Render the lines below from the line with "the fish tail" to the line with "Target: human hand", both included, as a JSON list of strings, one string per line, with blank lines omitted. Leave the pictures out of the answer.

#### Material for this exercise

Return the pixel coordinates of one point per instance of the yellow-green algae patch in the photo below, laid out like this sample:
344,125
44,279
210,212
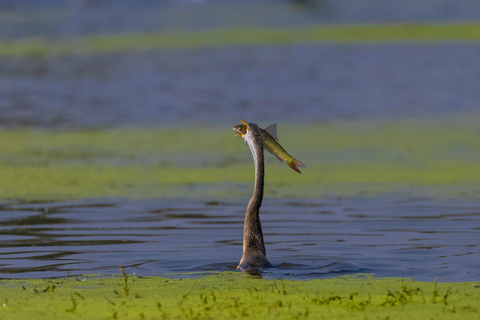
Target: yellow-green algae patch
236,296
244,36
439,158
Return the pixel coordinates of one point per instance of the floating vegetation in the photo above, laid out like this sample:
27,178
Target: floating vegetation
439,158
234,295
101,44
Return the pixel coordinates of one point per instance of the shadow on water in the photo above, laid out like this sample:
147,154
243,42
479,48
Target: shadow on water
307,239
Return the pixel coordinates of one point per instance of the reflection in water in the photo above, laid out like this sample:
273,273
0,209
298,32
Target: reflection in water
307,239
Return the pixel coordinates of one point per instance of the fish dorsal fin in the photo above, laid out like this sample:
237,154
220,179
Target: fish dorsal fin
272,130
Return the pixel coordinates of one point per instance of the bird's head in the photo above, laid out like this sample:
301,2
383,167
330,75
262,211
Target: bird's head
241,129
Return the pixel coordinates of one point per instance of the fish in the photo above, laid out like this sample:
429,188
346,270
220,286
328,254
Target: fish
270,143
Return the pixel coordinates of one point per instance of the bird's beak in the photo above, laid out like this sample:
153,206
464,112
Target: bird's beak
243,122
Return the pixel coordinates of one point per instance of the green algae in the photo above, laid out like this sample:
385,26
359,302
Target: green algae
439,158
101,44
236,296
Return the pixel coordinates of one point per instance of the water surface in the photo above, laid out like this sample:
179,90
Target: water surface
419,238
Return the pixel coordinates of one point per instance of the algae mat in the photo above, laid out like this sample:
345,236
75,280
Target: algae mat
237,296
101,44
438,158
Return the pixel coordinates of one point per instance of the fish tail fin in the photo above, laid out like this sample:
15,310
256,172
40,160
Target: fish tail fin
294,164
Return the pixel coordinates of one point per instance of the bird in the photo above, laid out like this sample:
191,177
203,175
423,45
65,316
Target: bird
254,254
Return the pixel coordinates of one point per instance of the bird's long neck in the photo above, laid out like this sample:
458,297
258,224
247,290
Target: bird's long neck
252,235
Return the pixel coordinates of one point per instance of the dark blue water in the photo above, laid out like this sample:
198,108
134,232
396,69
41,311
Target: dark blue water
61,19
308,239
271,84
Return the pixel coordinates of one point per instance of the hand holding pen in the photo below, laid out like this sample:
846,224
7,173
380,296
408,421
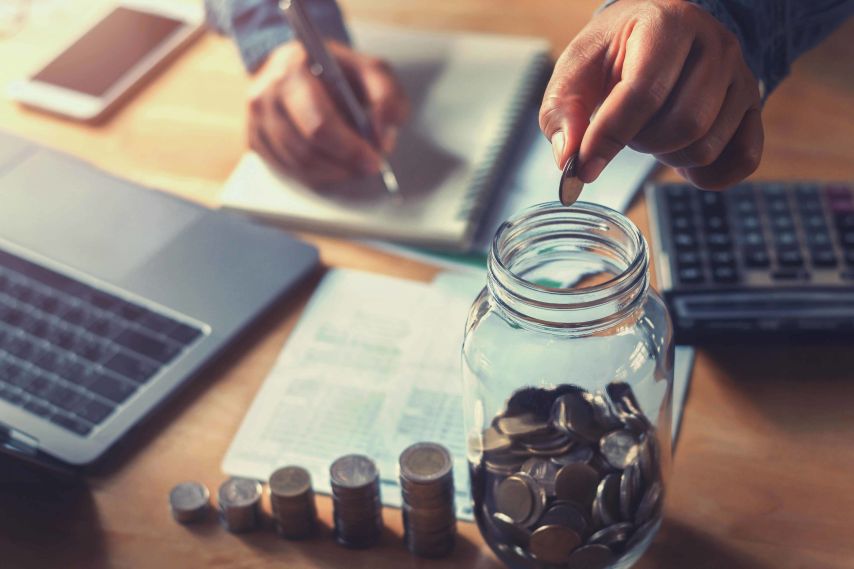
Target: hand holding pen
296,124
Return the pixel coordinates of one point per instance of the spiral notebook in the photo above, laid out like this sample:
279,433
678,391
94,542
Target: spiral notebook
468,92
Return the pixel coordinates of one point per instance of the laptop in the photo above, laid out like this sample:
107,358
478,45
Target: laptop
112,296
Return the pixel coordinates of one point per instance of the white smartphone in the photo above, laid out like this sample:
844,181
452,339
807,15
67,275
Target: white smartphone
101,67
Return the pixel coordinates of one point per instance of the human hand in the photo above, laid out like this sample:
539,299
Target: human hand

########
#### Material for this exercise

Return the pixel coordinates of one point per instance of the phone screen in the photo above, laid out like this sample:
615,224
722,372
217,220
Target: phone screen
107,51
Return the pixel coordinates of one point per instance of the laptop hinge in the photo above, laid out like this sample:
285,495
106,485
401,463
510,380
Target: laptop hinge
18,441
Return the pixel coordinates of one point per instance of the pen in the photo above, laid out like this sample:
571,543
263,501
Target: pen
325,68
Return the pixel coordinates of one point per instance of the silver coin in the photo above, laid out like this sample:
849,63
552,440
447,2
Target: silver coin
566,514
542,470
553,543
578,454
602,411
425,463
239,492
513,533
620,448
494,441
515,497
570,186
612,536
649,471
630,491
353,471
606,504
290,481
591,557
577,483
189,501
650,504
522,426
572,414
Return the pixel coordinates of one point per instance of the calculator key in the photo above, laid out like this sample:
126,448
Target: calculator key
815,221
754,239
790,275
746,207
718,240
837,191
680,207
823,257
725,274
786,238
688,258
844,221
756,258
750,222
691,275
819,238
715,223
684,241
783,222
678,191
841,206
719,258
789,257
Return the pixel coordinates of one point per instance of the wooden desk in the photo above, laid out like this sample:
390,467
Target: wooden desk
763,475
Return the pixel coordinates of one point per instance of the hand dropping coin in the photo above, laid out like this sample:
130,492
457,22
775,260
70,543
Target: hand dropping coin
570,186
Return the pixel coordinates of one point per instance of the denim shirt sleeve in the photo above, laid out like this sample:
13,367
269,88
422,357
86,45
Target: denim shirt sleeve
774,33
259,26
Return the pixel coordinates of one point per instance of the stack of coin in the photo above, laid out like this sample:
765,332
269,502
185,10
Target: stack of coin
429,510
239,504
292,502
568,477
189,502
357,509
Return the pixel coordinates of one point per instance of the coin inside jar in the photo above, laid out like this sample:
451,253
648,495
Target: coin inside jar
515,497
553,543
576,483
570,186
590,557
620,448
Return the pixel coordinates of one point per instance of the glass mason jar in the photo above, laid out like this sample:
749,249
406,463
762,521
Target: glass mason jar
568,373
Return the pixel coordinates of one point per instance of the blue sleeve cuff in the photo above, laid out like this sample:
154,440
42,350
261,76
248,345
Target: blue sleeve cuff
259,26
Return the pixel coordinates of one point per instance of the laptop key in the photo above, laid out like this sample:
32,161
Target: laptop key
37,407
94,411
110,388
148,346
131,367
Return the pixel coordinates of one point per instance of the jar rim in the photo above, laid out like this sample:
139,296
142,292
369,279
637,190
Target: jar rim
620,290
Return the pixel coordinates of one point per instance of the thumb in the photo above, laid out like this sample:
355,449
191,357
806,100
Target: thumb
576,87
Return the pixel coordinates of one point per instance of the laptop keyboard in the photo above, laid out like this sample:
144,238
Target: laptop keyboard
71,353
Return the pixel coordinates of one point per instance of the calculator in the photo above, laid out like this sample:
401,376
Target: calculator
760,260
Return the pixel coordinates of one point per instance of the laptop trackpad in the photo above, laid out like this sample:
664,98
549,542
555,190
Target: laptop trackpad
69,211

########

Exercise output:
[
  "Return the pixel coordinates of one point per instance of the fish tail fin in the photo above, laid out like this sample:",
  "15,310",
  "256,172",
  "40,160",
  "Target: fish tail fin",
  "294,164",
  "Return the pixel coordinates of one point per instance of the bird in the photo above, laid out like this sample:",
  "191,177",
  "203,175",
  "423,45",
  "65,316",
  "Target: bird",
  "254,254",
  "Return the pixel coordinates of one point per instance of the bird's long neck in the photo above, laid out like this sample:",
  "458,297",
  "258,224",
  "247,290",
  "Target: bird's long neck",
  "252,235",
  "Return the pixel coordinates of one point per instance of the dark blue water in the photo above, laid out like this sample:",
  "198,108",
  "134,232",
  "396,69",
  "41,311",
  "Target: dark blue water",
  "61,19",
  "308,239",
  "271,84",
  "Return the pixel coordinates of one point per instance of the hand holding pen in the photo below, laid out like this sample:",
  "846,224",
  "7,173",
  "380,296",
  "408,421",
  "Target: hand holding pen",
  "296,124",
  "Return the pixel coordinates of one point per instance of the spiral notebook in the photo above, laid out like this sample:",
  "279,433",
  "678,391",
  "94,542",
  "Target: spiral notebook",
  "468,92",
  "Return the pixel coordinates of one point per instance of the laptop in the photo above, laid out like this sample:",
  "107,358",
  "478,45",
  "Target: laptop",
  "112,296",
  "Return the pixel coordinates of one point per instance of the white smartphone in the photo above, laid out like this sample:",
  "844,181",
  "452,339",
  "807,15",
  "67,275",
  "Target: white smartphone",
  "101,67",
  "Return the pixel coordinates of one point per instance of the human hand in the photo above, laid out like this sample:",
  "539,299",
  "Target: human hand"
]